A faithful copy of the listing below is required.

————

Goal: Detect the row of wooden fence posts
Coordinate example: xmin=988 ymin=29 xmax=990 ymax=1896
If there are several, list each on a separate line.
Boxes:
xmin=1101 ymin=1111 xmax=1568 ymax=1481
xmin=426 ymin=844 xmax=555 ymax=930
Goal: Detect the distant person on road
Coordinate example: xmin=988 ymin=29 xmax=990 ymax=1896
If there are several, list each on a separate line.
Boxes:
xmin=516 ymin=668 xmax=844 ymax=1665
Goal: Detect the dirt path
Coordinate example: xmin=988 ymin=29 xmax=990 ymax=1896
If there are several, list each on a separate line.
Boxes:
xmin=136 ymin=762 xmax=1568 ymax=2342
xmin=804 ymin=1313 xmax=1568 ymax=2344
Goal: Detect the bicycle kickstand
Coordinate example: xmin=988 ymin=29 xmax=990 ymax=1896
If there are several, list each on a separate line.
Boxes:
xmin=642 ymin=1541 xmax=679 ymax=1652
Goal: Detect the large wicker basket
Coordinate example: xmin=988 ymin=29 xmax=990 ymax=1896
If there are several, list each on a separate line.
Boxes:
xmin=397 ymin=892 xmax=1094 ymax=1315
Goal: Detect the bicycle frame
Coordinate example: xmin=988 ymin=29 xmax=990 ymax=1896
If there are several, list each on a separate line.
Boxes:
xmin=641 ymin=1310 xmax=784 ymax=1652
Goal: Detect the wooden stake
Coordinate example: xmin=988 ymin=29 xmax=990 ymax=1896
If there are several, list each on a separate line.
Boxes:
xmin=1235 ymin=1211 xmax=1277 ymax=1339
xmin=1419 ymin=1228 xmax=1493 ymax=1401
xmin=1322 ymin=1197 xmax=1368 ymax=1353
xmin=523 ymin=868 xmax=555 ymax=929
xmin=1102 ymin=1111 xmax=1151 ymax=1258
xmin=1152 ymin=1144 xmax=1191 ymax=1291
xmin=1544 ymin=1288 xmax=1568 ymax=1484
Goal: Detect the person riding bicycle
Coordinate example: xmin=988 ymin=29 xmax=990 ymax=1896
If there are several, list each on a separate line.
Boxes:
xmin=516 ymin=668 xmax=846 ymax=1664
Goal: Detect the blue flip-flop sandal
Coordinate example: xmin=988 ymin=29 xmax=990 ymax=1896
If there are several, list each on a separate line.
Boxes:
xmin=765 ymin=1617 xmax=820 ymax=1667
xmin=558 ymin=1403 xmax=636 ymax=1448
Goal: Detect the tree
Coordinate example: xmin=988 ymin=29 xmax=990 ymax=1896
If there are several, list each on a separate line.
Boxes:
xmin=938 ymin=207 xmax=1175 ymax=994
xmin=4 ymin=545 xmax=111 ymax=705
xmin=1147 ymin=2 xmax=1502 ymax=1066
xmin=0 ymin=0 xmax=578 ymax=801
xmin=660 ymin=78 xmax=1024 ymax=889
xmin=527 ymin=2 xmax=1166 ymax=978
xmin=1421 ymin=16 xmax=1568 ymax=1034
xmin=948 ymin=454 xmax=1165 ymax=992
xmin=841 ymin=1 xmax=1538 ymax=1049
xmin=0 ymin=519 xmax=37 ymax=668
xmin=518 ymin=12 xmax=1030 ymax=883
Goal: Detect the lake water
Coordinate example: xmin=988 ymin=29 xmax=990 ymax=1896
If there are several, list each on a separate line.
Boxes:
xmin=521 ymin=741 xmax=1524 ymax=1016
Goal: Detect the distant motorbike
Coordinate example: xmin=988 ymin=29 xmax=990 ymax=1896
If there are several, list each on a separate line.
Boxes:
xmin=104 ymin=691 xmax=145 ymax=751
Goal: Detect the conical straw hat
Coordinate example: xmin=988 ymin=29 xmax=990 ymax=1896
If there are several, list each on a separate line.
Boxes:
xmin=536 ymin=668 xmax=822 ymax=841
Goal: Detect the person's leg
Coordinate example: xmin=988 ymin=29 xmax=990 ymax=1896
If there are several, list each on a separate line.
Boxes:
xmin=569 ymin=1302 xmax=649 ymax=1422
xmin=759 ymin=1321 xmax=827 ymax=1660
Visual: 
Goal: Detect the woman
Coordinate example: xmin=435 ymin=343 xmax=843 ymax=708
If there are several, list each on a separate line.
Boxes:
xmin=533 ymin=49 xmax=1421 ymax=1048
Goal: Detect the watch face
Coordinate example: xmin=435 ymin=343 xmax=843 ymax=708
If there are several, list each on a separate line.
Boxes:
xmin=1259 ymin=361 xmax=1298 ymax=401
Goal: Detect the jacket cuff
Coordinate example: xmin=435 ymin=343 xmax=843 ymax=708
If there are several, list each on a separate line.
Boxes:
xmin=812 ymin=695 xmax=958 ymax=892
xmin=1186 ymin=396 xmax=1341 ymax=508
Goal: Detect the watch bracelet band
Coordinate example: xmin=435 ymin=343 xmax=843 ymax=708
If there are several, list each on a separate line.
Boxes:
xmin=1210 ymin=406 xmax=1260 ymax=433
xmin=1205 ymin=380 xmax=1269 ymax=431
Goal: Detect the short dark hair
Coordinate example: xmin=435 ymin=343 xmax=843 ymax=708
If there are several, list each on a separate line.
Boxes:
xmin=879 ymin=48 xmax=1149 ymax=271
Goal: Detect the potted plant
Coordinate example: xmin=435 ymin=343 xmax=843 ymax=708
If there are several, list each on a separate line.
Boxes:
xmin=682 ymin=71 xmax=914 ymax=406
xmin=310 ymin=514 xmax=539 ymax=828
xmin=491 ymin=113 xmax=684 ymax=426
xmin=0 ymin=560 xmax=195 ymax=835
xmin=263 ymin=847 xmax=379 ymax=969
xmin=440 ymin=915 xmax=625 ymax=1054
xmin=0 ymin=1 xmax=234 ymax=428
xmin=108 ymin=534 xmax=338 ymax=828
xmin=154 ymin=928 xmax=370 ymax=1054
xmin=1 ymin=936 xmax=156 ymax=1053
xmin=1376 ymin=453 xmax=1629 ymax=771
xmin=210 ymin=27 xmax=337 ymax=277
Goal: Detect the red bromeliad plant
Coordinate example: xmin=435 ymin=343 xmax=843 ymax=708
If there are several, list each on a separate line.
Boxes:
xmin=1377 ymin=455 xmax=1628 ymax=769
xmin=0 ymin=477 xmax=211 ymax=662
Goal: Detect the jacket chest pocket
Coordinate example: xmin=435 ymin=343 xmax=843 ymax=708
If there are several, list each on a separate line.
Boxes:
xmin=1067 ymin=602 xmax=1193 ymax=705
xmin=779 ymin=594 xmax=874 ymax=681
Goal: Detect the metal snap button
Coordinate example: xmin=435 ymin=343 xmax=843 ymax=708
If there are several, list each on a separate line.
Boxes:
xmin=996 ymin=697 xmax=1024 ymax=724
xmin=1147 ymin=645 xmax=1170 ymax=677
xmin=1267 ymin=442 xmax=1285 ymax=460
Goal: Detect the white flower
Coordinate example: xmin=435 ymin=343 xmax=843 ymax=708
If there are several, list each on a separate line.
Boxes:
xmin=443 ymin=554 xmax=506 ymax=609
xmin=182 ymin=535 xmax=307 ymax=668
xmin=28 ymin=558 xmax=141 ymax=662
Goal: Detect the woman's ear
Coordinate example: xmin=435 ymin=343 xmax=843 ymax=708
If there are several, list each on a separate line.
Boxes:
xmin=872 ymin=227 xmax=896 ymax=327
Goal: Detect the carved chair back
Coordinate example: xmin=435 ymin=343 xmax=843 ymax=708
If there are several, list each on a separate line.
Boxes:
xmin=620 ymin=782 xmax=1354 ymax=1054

————

> [OUTPUT BELOW]:
Goal: Detect the row of wooden fence posts
Coordinate example: xmin=988 ymin=29 xmax=990 ymax=1896
If there are several, list each on a separate line.
Boxes:
xmin=1101 ymin=1111 xmax=1568 ymax=1481
xmin=426 ymin=844 xmax=555 ymax=930
Goal: Detect the distant person on road
Coordinate example: xmin=988 ymin=29 xmax=990 ymax=1896
If there are several, list each on a separate line.
Boxes:
xmin=516 ymin=668 xmax=844 ymax=1665
Goal: Detect the dirt path
Coordinate example: xmin=988 ymin=29 xmax=990 ymax=1896
If there are several, list each on a separate line.
Boxes:
xmin=136 ymin=762 xmax=1568 ymax=2342
xmin=804 ymin=1313 xmax=1568 ymax=2344
Goal: Detect the bicycle kickstand
Coordinate example: xmin=988 ymin=29 xmax=990 ymax=1896
If there are several, list each on a separate line.
Boxes:
xmin=642 ymin=1541 xmax=679 ymax=1652
Goal: Detect the large wicker basket
Coordinate example: xmin=988 ymin=29 xmax=990 ymax=1896
If there are several, list each on a separate line.
Boxes:
xmin=397 ymin=892 xmax=1094 ymax=1315
Goal: Detect the bicycle frame
Coordinate example: xmin=988 ymin=29 xmax=990 ymax=1896
If there are several, list each on a separate line.
Boxes:
xmin=641 ymin=1310 xmax=784 ymax=1652
Goal: Detect the wooden stake
Coordinate example: xmin=988 ymin=29 xmax=990 ymax=1896
If there are several, list each on a separate line.
Boxes:
xmin=1235 ymin=1211 xmax=1277 ymax=1339
xmin=1419 ymin=1228 xmax=1493 ymax=1401
xmin=1322 ymin=1197 xmax=1368 ymax=1353
xmin=523 ymin=868 xmax=555 ymax=929
xmin=1102 ymin=1111 xmax=1151 ymax=1258
xmin=1152 ymin=1144 xmax=1191 ymax=1291
xmin=1544 ymin=1288 xmax=1568 ymax=1484
Goal: Detect the person riding bicycle
Coordinate example: xmin=988 ymin=29 xmax=990 ymax=1896
If there are several, list each on a separate line.
Boxes:
xmin=516 ymin=668 xmax=846 ymax=1664
Goal: Detect the blue flip-flop sandal
Coordinate example: xmin=988 ymin=29 xmax=990 ymax=1896
If there are several, list each on a separate line.
Boxes:
xmin=765 ymin=1617 xmax=820 ymax=1667
xmin=558 ymin=1403 xmax=636 ymax=1448
Goal: Detect the tree
Coordinate example: xmin=988 ymin=29 xmax=990 ymax=1896
If there are several, list each on a separate line.
Boxes:
xmin=938 ymin=207 xmax=1175 ymax=994
xmin=4 ymin=545 xmax=111 ymax=705
xmin=1147 ymin=2 xmax=1502 ymax=1066
xmin=0 ymin=0 xmax=578 ymax=801
xmin=660 ymin=78 xmax=1024 ymax=889
xmin=527 ymin=2 xmax=1166 ymax=978
xmin=1421 ymin=16 xmax=1568 ymax=1034
xmin=948 ymin=454 xmax=1165 ymax=992
xmin=841 ymin=1 xmax=1538 ymax=1049
xmin=0 ymin=519 xmax=37 ymax=668
xmin=518 ymin=12 xmax=1030 ymax=883
Goal: Detect the lake water
Coordinate example: xmin=988 ymin=29 xmax=990 ymax=1896
If there are several, list each on a separate line.
Boxes:
xmin=521 ymin=741 xmax=1524 ymax=1016
Goal: Detect the distant motorbike
Coordinate example: xmin=988 ymin=29 xmax=990 ymax=1896
If there are several, list each on a separate line.
Boxes:
xmin=104 ymin=691 xmax=145 ymax=751
Goal: Detect the conical straw hat
Coordinate example: xmin=988 ymin=29 xmax=990 ymax=1896
If there are several, list each on a separate line.
Boxes:
xmin=536 ymin=668 xmax=822 ymax=841
Goal: Detect the person's leg
Coordinate example: xmin=988 ymin=29 xmax=990 ymax=1896
If there are several, list each on a separate line.
Boxes:
xmin=569 ymin=1302 xmax=649 ymax=1422
xmin=759 ymin=1321 xmax=827 ymax=1660
Visual: 
Goal: Detect the woman
Coordinate example: xmin=435 ymin=343 xmax=843 ymax=708
If there are several, list each on a separate line.
Boxes:
xmin=533 ymin=49 xmax=1421 ymax=1048
Goal: Detect the watch face
Coordinate example: xmin=435 ymin=343 xmax=843 ymax=708
If there are several, list each on a separate line.
Boxes:
xmin=1259 ymin=361 xmax=1298 ymax=401
Goal: Detect the jacket cuff
Coordinate example: xmin=435 ymin=343 xmax=843 ymax=708
If there are several, list each on a separate line.
Boxes:
xmin=812 ymin=695 xmax=958 ymax=892
xmin=1186 ymin=396 xmax=1341 ymax=508
Goal: Detect the watch bracelet band
Coordinate example: xmin=435 ymin=343 xmax=843 ymax=708
If there are several, list each on a separate line.
Boxes:
xmin=1210 ymin=406 xmax=1260 ymax=433
xmin=1205 ymin=380 xmax=1269 ymax=431
Goal: Detect the short dark hair
Coordinate example: xmin=435 ymin=343 xmax=843 ymax=708
If there are several, list each on a separate line.
Boxes:
xmin=879 ymin=48 xmax=1149 ymax=271
Goal: Detect the potted plant
Coordinate example: xmin=435 ymin=343 xmax=843 ymax=708
If there are several, list each on a separate line.
Boxes:
xmin=682 ymin=71 xmax=914 ymax=406
xmin=310 ymin=514 xmax=539 ymax=828
xmin=491 ymin=113 xmax=684 ymax=426
xmin=0 ymin=560 xmax=195 ymax=835
xmin=263 ymin=847 xmax=379 ymax=969
xmin=440 ymin=915 xmax=625 ymax=1054
xmin=0 ymin=1 xmax=234 ymax=428
xmin=108 ymin=534 xmax=338 ymax=828
xmin=154 ymin=928 xmax=370 ymax=1054
xmin=1 ymin=936 xmax=156 ymax=1053
xmin=1376 ymin=453 xmax=1629 ymax=771
xmin=210 ymin=27 xmax=337 ymax=277
Goal: Detect the red bromeliad plant
Coordinate example: xmin=435 ymin=343 xmax=843 ymax=708
If there are several, list each on a separate line.
Boxes:
xmin=1377 ymin=455 xmax=1628 ymax=769
xmin=0 ymin=477 xmax=211 ymax=662
Goal: Detect the jacket chest pocket
Coordinate example: xmin=435 ymin=343 xmax=843 ymax=708
If there are several, list each on a separate line.
Boxes:
xmin=1067 ymin=602 xmax=1193 ymax=705
xmin=779 ymin=594 xmax=874 ymax=681
Goal: Detect the metal snap button
Coordinate example: xmin=435 ymin=343 xmax=843 ymax=708
If there are several, list each on a separate line.
Boxes:
xmin=996 ymin=697 xmax=1024 ymax=724
xmin=1147 ymin=645 xmax=1170 ymax=677
xmin=1267 ymin=442 xmax=1285 ymax=460
Goal: Detect the white flower
Coordinate example: xmin=435 ymin=343 xmax=843 ymax=708
If there are several, list each on a separate line.
Boxes:
xmin=443 ymin=554 xmax=506 ymax=609
xmin=182 ymin=535 xmax=307 ymax=668
xmin=28 ymin=558 xmax=141 ymax=662
Goal: Detect the woman's ear
Coordinate example: xmin=435 ymin=343 xmax=843 ymax=708
If there are several, list each on a separate line.
Boxes:
xmin=872 ymin=227 xmax=896 ymax=327
Goal: Detect the carved chair back
Coordinate example: xmin=435 ymin=343 xmax=843 ymax=708
If there are several, list each on a separate line.
Boxes:
xmin=620 ymin=782 xmax=1354 ymax=1054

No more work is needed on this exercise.